#### Material provided ####
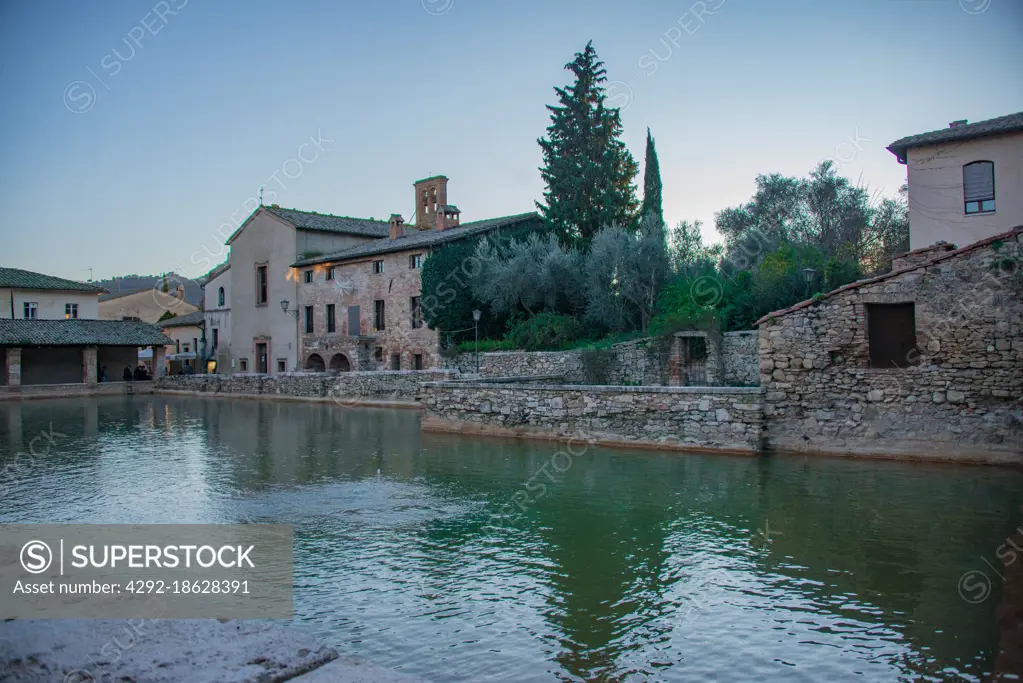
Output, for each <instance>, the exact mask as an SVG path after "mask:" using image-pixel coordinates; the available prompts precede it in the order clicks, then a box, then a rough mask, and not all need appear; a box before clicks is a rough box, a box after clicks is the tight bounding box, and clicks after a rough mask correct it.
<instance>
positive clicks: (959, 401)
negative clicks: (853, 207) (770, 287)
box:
####
#### Material provided ####
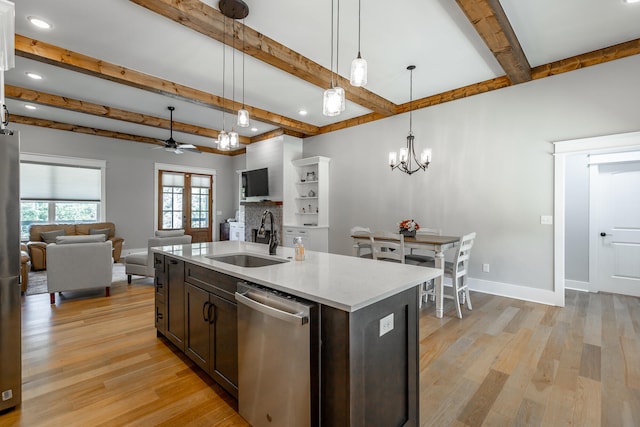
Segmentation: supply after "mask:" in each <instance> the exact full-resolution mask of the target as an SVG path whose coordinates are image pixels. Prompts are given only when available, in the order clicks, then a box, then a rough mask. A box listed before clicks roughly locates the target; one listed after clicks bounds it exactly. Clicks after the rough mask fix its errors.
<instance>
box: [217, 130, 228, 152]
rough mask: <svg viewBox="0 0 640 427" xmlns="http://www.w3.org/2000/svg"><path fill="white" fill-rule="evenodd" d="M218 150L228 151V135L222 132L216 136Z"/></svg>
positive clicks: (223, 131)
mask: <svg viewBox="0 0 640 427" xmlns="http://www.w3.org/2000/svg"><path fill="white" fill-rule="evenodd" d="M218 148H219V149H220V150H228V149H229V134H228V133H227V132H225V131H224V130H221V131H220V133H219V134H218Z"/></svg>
####
#### Material provided ####
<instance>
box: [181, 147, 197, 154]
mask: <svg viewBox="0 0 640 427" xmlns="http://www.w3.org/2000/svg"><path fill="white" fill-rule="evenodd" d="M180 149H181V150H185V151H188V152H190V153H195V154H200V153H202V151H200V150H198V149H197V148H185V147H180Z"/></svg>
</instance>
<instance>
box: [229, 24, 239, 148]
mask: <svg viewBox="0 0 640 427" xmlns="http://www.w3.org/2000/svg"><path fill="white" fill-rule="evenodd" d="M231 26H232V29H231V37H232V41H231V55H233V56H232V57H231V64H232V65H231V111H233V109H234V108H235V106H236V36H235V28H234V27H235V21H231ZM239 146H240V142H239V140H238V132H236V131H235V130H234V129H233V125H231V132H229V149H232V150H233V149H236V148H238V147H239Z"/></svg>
####
**Brief:** The lines to extract from the data above begin with the line containing "Output, for each" and end with the line containing "positive clicks: (959, 401)". Extract them exactly, including both.

**Output of the exercise:**
Output, for each <instance>, the exact mask as an SVG path after "mask:" using image-pixel coordinates; the available prompts precede it in the order clicks, then a box, then a rough mask, and not all need appear; a box before clicks is a rough box, a box after clicks is the tight bounding box, and clicks after a rough mask correct it.
<instance>
positive clicks: (959, 401)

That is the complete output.